** PROBLEM DESCRIPTION **
Resume the blog post on interpreting NP as the set of theorems whose proofs can be checked in polynomial time, continuing from its last sentence.

** GIVEN PASSAGE **
▼

Friday, November 14, 2014

52 Things: Number 6: How can we interpret NP as the set of theorems whose proofs can be checked in polynomial time?

This is the latest in a series of blog posts to address the list of '52 Things Every PhD Student Should Know' to do Cryptography: a set of questions compiled to give PhD candidates a sense of what they should know by the end of their first year. We continue the Complexity Theory section with an alternative definition of NP...

This question is very much a follow up question to the previous one. Last week Guy answered the question of What is meant by the complexity class $\mathbf{NP}$?'', while this week I will be answering the related question of How can we interpret $\mathbf{NP}$ as the set of theorems whose proofs can be checked in polynomial time?''.

Now to me this is a more intuitive definition of what it means for a problem to be in $\mathbf{NP}$. Not only is it a more intuitive definition but it should (hopefully) also be clearer as to why this is a complexity class that is useful both for cryptography and the wider world. Now before we go into what we can use the class of problems for, the definition is as follows:

$\mathbf{NP}$ is the class of languages that have polynomial time verifiers.

▲

** PROVIDED RECORDS **
▼

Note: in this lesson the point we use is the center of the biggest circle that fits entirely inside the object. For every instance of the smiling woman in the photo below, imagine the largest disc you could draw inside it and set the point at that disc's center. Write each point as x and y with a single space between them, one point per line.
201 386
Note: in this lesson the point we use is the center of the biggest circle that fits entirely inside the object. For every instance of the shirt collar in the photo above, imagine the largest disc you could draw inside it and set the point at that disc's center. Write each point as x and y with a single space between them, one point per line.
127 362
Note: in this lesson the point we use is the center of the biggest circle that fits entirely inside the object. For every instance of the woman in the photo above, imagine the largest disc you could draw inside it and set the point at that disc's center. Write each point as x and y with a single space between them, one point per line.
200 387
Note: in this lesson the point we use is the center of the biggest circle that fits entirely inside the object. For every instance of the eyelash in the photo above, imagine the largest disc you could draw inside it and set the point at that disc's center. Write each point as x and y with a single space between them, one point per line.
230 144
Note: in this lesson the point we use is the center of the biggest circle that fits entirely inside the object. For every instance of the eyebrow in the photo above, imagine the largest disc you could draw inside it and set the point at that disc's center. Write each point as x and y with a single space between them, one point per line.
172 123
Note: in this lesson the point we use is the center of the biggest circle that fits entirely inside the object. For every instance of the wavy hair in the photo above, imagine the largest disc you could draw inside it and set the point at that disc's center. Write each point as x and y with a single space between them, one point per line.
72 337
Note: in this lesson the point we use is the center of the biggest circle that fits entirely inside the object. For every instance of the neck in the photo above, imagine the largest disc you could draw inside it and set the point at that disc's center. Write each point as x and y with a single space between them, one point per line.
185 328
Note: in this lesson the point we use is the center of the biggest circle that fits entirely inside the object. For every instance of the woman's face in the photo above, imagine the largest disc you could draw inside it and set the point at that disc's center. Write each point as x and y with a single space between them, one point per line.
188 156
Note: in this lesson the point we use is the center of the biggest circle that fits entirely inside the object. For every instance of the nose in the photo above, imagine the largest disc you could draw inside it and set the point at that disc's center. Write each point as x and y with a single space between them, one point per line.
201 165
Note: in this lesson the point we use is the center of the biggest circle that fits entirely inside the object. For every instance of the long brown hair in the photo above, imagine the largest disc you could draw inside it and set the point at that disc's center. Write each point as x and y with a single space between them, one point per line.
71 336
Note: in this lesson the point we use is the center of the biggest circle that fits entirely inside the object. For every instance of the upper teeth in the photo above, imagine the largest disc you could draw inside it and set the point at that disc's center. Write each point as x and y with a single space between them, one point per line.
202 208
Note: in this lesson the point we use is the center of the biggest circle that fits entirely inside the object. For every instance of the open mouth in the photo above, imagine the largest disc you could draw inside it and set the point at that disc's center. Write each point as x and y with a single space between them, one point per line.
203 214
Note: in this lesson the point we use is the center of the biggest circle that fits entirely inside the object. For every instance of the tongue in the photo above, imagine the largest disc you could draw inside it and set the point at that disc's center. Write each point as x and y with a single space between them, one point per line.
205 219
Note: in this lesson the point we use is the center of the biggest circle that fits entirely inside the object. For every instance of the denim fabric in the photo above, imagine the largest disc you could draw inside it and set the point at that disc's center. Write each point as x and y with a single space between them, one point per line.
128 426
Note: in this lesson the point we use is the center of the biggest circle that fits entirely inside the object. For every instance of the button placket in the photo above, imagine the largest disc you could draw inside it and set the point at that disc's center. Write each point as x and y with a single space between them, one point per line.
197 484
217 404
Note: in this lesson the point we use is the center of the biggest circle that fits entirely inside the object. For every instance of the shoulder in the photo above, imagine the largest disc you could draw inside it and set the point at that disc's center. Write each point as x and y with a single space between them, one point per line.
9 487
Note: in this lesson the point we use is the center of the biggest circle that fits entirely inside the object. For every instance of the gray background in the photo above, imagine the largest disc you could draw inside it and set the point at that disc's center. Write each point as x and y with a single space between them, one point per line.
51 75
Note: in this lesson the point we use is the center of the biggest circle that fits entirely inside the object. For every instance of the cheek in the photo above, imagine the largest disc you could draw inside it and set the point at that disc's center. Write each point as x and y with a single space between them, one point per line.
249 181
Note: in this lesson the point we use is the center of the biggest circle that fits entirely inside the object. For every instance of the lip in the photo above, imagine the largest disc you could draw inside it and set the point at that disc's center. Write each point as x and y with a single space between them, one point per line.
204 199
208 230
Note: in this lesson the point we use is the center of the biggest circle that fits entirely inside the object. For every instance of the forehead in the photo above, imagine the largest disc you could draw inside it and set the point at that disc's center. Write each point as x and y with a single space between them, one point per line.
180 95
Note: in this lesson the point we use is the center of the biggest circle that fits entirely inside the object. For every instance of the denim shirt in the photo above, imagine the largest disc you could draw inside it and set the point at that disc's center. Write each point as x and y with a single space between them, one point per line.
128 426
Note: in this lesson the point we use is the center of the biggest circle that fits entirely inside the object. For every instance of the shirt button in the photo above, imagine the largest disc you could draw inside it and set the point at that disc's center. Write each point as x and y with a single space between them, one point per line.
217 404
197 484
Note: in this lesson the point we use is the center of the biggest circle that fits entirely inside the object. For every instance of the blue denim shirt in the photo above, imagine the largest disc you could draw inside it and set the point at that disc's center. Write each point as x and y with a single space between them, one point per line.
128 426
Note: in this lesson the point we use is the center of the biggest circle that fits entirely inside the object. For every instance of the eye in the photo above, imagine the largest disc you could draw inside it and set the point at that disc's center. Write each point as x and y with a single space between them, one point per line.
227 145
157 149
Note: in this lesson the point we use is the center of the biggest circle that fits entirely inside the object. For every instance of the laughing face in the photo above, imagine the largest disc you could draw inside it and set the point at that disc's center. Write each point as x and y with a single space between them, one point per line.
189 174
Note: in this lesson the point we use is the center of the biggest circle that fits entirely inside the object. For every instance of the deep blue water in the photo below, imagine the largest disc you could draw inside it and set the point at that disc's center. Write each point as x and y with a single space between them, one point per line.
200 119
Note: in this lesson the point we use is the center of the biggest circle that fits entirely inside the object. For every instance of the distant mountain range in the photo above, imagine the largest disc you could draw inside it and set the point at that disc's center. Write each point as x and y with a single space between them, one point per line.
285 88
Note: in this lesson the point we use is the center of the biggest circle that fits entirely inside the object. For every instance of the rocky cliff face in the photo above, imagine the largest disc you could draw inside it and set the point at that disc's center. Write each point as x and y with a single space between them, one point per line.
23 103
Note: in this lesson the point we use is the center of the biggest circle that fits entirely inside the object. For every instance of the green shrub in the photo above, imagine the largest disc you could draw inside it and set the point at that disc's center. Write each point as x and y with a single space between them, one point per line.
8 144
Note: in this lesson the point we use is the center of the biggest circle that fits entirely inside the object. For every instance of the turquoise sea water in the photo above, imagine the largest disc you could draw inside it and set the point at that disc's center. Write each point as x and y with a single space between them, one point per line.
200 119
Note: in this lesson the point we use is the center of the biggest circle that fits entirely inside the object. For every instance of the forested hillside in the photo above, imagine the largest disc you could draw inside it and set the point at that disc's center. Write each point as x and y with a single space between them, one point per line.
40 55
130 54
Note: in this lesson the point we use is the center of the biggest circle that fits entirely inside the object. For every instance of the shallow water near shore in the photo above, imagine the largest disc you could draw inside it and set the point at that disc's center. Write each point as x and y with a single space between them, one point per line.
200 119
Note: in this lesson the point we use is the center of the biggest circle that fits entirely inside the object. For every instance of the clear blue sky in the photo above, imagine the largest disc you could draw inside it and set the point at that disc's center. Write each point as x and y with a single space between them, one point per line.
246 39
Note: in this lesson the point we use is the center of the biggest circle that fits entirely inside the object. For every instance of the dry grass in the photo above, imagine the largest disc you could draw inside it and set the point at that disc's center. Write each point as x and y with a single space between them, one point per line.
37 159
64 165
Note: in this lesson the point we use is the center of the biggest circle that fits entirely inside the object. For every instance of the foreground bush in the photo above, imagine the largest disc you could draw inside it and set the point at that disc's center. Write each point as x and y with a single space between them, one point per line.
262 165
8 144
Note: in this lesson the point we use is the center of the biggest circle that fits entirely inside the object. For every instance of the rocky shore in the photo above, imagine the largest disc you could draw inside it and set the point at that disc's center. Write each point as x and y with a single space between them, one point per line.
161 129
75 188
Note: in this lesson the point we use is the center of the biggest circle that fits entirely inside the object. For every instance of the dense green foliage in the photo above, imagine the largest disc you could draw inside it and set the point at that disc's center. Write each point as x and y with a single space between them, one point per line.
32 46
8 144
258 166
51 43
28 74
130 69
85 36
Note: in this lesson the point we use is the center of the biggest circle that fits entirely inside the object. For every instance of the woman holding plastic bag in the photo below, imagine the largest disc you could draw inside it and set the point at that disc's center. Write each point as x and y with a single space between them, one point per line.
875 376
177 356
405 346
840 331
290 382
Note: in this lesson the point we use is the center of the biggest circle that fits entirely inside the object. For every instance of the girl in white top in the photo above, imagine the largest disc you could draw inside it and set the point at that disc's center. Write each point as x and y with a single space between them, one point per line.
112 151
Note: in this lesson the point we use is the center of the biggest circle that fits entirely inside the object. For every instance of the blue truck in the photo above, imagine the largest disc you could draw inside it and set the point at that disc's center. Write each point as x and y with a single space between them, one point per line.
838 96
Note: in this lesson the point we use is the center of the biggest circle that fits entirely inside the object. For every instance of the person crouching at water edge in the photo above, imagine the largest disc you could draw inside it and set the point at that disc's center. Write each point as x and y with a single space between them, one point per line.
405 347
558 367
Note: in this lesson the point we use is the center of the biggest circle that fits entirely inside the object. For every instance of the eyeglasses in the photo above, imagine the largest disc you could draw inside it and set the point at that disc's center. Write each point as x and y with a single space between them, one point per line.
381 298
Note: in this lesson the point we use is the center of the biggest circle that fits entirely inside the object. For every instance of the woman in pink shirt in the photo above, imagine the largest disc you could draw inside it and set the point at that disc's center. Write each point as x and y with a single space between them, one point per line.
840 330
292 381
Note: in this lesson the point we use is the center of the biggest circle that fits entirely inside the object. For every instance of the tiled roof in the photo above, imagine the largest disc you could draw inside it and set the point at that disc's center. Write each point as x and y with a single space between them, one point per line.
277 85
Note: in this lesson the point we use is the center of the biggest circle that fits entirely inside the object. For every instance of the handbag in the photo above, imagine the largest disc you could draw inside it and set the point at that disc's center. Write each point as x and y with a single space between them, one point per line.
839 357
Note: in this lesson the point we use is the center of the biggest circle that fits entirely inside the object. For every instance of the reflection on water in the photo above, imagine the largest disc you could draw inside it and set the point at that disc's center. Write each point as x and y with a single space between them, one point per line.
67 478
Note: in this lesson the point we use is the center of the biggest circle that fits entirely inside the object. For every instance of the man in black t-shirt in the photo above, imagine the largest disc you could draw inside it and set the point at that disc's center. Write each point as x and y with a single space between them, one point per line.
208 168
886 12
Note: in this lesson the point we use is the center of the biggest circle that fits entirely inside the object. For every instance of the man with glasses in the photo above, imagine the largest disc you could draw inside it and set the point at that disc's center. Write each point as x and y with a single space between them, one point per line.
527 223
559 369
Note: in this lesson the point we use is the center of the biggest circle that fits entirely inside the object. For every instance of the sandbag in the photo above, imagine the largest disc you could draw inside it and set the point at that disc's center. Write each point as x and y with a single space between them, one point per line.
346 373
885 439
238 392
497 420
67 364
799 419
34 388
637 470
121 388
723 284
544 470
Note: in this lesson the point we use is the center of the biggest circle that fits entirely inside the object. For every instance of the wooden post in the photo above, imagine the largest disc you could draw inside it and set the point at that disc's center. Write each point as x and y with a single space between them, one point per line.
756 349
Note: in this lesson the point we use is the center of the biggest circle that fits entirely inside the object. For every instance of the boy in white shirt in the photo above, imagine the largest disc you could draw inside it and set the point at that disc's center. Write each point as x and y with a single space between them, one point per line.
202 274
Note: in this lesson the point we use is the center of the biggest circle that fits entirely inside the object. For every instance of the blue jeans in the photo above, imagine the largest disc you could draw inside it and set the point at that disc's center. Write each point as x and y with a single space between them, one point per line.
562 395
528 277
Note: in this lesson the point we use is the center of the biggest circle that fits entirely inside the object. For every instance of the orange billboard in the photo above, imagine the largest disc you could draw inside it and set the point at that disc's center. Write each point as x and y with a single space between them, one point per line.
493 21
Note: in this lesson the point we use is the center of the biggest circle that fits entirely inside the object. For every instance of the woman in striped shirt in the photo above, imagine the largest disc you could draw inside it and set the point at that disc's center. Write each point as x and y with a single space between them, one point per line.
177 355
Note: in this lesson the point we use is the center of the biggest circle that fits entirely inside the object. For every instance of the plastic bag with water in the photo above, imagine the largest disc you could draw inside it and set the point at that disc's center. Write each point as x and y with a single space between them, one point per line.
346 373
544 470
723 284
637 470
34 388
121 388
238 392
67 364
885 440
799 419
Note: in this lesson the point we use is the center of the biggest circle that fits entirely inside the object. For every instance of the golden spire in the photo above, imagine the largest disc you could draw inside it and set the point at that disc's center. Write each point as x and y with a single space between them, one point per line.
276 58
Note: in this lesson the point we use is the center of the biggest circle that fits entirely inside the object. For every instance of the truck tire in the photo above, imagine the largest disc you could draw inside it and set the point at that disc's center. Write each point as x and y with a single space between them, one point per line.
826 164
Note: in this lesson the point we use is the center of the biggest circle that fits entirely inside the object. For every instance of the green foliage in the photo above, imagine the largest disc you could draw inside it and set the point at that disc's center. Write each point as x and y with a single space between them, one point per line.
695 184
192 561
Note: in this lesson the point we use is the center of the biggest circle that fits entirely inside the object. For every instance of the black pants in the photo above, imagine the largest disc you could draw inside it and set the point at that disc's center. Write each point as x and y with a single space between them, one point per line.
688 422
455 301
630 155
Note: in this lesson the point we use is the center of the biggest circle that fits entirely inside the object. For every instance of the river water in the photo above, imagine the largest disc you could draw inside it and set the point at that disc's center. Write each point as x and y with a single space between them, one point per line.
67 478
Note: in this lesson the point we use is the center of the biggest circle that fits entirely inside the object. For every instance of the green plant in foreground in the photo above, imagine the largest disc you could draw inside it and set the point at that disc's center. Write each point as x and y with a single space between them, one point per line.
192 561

▲

** RESPONSE **
OK but what does this actually mean? Basically if we have an element $x$ and we want to know if $x\in L$ (where $L$ is some $\mathbf{NP}$ language) we have a prover $P$ which given $x$ outputs a witness $w$, this may take exponential time to find $w$ given $x$. Then if we give $x$ and $w$ to our verifier $V$, $V$ can tell if $x\in L$ in polynomial time.

This definition seems very different from the one given last week but they are in fact equivalent. Informally they are equivalent because the witness $w$ can just be the sequence of decisions the NDT made at each branching point to show that $x\in L$. For a (slightly) more formal proof of their equalence [1] is a reasonable online source (with references to textbooks).

So why might this be useful in cryptography? Well essentially we have a class of languages which can take exponential time to check if you do not know a witness but with a witness it can be done in polynomial time. This has the feel'' of a lot of cryptographic algorithms - take Encryption (formalisation to follow in future weeks' blogs) for example; you want it to be exponentially hard to get the message from ciphertext without the key (similar to a witness) but with the key you want it to be efficient (polynomial time) to extract the message.

A warning: While it sounds like a good move to use an $\mathbf{NP}$ problem for cryptography it may not be as simple as it first appears. This is because languages are in $\mathbf{NP}$ based on the worse case complexity where as for encryption we need it to be hard on average. For example we may have an $\mathbf{NP}$ language which has one element that takes exponential time to solve but all others are really efficient to solve - this will not make a good basis for an encryption scheme because we want encryption to be secure for all messages not just one.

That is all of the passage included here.